■ EXERCISE GOAL
Summarize the passage below about the director George Cukor in two sentences.

■ SELECTED EXCERPT

+++++

In 1982, The Advocate published an interview with film director and living legend of Hollywood’s golden age, George Cukor. The Advocate had existed since 1967 and was, at 15 years old, the name-brand publication of the LBGTQ+ community. Cukor had been making movies in Hollywood since 1930, and, at age 82, he was the industry’s oldest working filmmaker. In late 1981, Cukor had capped off his 50-plus year career by releasing Rich and Famous, a dryly funny melodrama about two frenemies played by Candice Bergen and Jacqueline Bisset. Though in the mold of the kinds of “women’s pictures” on which Cukor built his career in the 1930s and ’40s—particularly, his 1939 masterpiece The Women—Rich and Famous was also notable for its sexually graphic depiction of a single, adult woman who is unlucky in love, but not for lack of trying with multiple lovers. The current season of my podcast, You Must Remember This, is called “The Old Man Is Still Alive,” a title which was inspired by a quote from Cukor. Like the other 13 directors profiled this season, Cukor started his career near the beginning of the sound era, and was still making movies in a much-changed Hollywood many decades later, long past the point where the genres, styles, stars, and censorship codes of the golden era were obsolete. Though Cukor didn’t have a major commercial hit after My Fair Lady in 1964, with Rich and Famous he proved that, creatively, he was capable of catching up with the times.
But not everyone was a fan. Reviewing it in The New Yorker, critic Pauline Kael wrote Rich and Famous off as “a homosexual fantasy,” complaining that the film’s depiction of Bisset’s active sex life was “creepy” and “didn’t seem like what a woman would get into.” In my extensive research this was the only time that I saw a film critic suggest during Cukor’s lifetime that he directed through a gay gaze. Though in Hollywood, everyone who knew Cukor—and many who didn’t—had been aware of his sexuality for 50 years or more, he had never “come out” publicly.

+++++

■ RECORDED INFORMATION
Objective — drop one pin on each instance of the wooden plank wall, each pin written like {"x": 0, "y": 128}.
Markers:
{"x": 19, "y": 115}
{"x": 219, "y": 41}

+++++

■ TASK ANSWER
In late 1981, George Cukor, who at 82 was Hollywood's oldest working filmmaker, released Rich and Famous, a film notable for its sexually graphic depiction of a single adult woman that showed he could creatively catch up with the times. Pauline Kael dismissed it in The New Yorker as "a homosexual fantasy," the only time the author's research found a critic suggesting during Cukor's lifetime that he directed through a gay gaze, although he had never come out publicly.